** Exercises **
a) Using the article on "Hit Like a Girl" below, decide whether each statement agrees with it, answering yes or no and quoting the words that settle it: (i) the song came out on March 22, 2021; (ii) it was the band's first single after signing with Fueled by Ramen; (iii) the band worked with Facebook on the release.
b) According to the article on "Hit Like a Girl" below, why did the band partner with Facebook for the song's release? Answer in one to three sentences.
[begin Selected extract]
Single by Meet Me at the Altar
- Released: March 22, 2021
- Genre: Pop punk
- Length: 3:59
- Label: Fueled by Ramen

Meet Me at the Altar singles chronology
| "Garden" (2020) | "Hit Like a Girl" (2021) | "Feel a Thing" (2021) |

= Hit Like a Girl =

"Hit Like a Girl" is a song by American pop punk band Meet Me at the Altar. It was a non-album single released in March 2021.

==Background==
The song was released on March 22, 2021, as the band's second official single release since signing to record label Fueled by Ramen, after the re-release of their first single, "Garden". The band partnered with Facebook for the track's release in celebration of Women's History Month. A lyric video and a "behind-the-scenes" making of the song video were released alongside the track as well. The track, upon release, was a non-album single, with no mention on whether or not it would appear on future EPs or albums by the band.
[end Selected extract]
[begin Record excerpts]
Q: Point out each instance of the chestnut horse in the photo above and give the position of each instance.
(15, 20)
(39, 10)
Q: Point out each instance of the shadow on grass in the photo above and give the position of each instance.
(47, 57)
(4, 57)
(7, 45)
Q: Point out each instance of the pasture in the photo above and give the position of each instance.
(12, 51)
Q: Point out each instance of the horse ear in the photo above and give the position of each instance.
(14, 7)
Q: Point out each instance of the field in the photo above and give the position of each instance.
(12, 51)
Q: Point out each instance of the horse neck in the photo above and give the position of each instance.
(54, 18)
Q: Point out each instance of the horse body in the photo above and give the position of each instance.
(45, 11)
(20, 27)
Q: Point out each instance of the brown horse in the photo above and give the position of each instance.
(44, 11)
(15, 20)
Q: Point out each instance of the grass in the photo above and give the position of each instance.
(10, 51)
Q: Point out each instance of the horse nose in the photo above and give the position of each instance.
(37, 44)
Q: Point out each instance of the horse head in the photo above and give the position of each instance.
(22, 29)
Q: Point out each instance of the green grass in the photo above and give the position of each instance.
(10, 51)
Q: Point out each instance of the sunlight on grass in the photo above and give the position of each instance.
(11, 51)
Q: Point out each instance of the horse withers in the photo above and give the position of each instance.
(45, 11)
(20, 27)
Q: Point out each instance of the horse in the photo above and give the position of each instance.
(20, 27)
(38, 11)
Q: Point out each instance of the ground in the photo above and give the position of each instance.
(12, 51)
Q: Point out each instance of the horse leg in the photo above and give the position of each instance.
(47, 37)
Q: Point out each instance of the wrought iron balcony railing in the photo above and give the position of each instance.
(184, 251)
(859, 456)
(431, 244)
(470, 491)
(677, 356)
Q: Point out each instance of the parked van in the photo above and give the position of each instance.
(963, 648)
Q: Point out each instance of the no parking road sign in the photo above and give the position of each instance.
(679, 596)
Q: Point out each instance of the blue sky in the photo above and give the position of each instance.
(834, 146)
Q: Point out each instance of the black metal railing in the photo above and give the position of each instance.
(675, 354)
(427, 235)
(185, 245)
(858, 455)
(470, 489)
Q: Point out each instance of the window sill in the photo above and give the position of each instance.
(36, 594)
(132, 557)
[end Record excerpts]
** Problem solutions **
a)
(i) Yes: "The song was released on March 22, 2021"
(ii) No: "as the band's second official single release since signing to record label Fueled by Ramen"
(iii) Yes: "The band partnered with Facebook for the track's release"

b) The band partnered with Facebook for the release in celebration of Women's History Month.